> [EXTRAIT]
---*---

« Coup de froid» entre Bruxelles et Rabat. «Bras de fer»… Ce sont les
expressions qui reviennent le plus, après la décision du parlement européen de
bloquer l'accord de pêche qui liait les Européens aux Marocains. L'accord en
question permettait à 125 bateaux de pêche européens de se livrer à leurs
activités, au large des côtes marocaines mais également au large du Sahara
Occidental.
Les députés européens ont ainsi
répondu positivement aux demandes de nombreuses ONG qui estimaient inacceptables
que l'Europe paye des indemnités pour des activités qui se déroulent, en
partie, au large du Sahara Occidental. Les eurodéputés ont estimé que l'accord
en question ne prenait pas clairement en compte des intérêts de la population
sahraouie. Ils ont souligné que l'une des conditions essentielles de l'accord,
signé en 2006, à savoir l'existence d'un «bénéfice certain» pour le peuple
sahraoui, n'a pas été respecté. Le Maroc a réagi rapidement en demandant aux
bateaux de pêche opérant dans le cadre de l'accord de quitter les «eaux
nationales». Mesure appliquée immédiatement par l'Union européenne. Les bateaux
de pêche européens, pour l'essentiel espagnols (110 sur 119 licences de pêche
accordées), ont fait demi-tour. L'Espagne qui profite le plus de l'accord de
pêche a demandé que ses pêcheurs soient indemnisés rapidement et qu'un nouvel
accord soit trouvé au niveau européen. La France, qui soutient totalement le Maroc sur la
question du Sahara Occidental a regretté «vivement» cette opposition du parlement
européen. L'accord en question «s'inscrit dans le cadre de la relation
privilégiée que l'UE entretient avec le Maroc» et «constitue le cadre de
partenariat, le plus important, conclu par les 27 avec un pays tiers, en
matière de pêche», a indiqué le porte-parole du ministère français des Affaires
étrangères, Bernard Valero.

---*---

> [DONNÉES FOURNIES]
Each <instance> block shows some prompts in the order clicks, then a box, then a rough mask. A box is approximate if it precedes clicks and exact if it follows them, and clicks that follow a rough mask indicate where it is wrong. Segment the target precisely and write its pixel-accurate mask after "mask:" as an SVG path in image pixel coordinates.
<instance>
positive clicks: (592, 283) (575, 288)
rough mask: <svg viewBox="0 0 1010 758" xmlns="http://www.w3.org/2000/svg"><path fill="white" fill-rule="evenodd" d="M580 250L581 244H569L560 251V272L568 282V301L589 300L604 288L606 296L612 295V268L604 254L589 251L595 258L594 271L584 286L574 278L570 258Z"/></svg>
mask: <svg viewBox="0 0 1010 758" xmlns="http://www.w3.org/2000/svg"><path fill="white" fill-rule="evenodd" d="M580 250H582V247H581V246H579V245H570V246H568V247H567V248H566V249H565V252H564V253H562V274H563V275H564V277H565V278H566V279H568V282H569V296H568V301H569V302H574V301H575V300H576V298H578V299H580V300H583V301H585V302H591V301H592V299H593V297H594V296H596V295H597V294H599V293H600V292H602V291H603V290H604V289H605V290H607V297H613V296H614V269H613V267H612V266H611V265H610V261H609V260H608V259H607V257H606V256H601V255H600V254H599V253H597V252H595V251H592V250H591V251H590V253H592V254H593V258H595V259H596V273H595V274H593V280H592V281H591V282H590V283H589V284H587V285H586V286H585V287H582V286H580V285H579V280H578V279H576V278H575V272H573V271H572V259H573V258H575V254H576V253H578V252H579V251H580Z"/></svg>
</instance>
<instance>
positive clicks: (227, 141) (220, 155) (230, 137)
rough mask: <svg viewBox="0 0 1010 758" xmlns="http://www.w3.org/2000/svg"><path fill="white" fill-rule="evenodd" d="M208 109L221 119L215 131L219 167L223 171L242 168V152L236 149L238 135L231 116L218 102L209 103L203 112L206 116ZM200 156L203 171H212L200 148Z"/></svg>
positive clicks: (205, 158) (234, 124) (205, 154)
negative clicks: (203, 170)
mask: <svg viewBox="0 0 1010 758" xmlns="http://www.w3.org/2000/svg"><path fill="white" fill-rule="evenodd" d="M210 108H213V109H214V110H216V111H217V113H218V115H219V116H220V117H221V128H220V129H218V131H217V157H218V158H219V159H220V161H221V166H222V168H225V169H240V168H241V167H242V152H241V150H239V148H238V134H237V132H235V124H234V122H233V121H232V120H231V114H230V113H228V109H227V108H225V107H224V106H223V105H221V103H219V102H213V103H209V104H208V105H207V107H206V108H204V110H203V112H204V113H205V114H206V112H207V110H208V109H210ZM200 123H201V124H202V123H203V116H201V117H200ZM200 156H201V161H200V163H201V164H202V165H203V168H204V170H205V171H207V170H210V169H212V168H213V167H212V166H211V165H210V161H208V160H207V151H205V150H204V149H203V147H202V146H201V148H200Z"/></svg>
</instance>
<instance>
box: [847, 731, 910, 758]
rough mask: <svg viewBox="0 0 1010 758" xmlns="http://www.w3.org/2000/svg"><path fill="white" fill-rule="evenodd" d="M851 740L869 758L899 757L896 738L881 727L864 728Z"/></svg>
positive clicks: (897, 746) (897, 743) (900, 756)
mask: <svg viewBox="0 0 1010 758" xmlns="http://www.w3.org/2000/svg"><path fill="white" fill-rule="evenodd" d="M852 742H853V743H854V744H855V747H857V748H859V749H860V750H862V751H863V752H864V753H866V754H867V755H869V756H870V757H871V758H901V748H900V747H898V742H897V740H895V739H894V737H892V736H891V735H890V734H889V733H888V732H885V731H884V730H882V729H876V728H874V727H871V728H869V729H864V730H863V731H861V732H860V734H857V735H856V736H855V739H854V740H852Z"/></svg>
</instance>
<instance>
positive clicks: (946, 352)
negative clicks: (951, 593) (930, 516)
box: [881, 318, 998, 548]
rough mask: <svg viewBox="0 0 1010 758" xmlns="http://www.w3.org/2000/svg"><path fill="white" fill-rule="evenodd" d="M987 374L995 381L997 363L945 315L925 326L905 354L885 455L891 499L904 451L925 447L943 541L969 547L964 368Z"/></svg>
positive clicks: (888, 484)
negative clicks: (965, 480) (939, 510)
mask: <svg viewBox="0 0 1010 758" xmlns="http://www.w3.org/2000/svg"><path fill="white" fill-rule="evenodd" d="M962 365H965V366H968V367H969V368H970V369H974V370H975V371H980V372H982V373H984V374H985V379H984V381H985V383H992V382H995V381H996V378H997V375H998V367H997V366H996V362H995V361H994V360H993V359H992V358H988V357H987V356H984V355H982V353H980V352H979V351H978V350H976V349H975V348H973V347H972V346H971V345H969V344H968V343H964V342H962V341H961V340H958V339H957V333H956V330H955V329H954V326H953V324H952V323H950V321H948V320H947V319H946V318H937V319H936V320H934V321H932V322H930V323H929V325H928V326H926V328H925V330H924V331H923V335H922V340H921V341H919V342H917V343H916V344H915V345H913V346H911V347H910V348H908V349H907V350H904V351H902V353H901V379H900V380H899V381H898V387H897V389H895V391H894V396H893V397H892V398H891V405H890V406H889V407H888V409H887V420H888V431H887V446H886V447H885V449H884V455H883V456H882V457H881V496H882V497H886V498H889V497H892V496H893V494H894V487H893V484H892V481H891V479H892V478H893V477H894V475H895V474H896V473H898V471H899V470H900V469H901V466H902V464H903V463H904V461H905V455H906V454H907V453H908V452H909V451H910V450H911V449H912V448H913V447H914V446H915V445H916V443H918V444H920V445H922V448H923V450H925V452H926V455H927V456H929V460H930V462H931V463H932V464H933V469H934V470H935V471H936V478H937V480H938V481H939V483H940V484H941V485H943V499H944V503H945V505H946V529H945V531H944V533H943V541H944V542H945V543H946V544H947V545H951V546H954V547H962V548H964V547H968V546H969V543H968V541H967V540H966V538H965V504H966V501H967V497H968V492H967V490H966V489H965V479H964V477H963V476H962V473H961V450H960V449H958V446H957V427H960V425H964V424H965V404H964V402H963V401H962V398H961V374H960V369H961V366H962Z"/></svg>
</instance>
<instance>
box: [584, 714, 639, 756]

---*---

> [ACTIONS REQUISES]
**1.** Répondez à ces questions sur l'extrait :
(a) Combien de bateaux de pêche européens l'accord autorisait-il à opérer ?
(b) En quelle année l'accord a-t-il été signé ?
(c) Quel est le nom du porte-parole du ministère français des Affaires étrangères ?
**2.** Combien de lignes des enregistrements contiennent la chaîne « clicks » ? La casse compte, et seul le nombre est attendu.
L'extrait et les enregistrements proviennent de sources distinctes.

> [LISTE DES SOLUTIONS]
**1.**
(a) 125
(b) 2006
(c) Bernard Valero

**2.** 10